[Entradas de apontamento e rotulagem]
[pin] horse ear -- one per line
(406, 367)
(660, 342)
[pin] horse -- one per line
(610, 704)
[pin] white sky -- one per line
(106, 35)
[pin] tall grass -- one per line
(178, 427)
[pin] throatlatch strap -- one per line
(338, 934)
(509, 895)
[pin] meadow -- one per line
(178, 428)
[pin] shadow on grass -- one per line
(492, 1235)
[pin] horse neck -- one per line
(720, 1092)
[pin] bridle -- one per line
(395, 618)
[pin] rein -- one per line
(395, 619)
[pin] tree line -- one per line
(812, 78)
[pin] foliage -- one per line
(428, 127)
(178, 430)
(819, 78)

==

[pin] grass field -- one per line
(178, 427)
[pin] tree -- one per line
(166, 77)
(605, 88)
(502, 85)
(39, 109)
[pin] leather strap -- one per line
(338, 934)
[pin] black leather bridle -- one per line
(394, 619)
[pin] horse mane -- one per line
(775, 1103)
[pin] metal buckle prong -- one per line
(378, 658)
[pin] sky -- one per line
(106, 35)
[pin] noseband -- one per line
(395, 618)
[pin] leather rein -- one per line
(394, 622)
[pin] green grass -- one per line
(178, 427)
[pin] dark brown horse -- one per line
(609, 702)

#### O QUE FAZER:
Por favor, localize nos dados acima todas as linhas que contêm a palavra "tree" e copie cada uma delas. Diferencie maiúsculas de minúsculas.

#### RESULTADO:
[pin] tree line -- one per line
[pin] tree -- one per line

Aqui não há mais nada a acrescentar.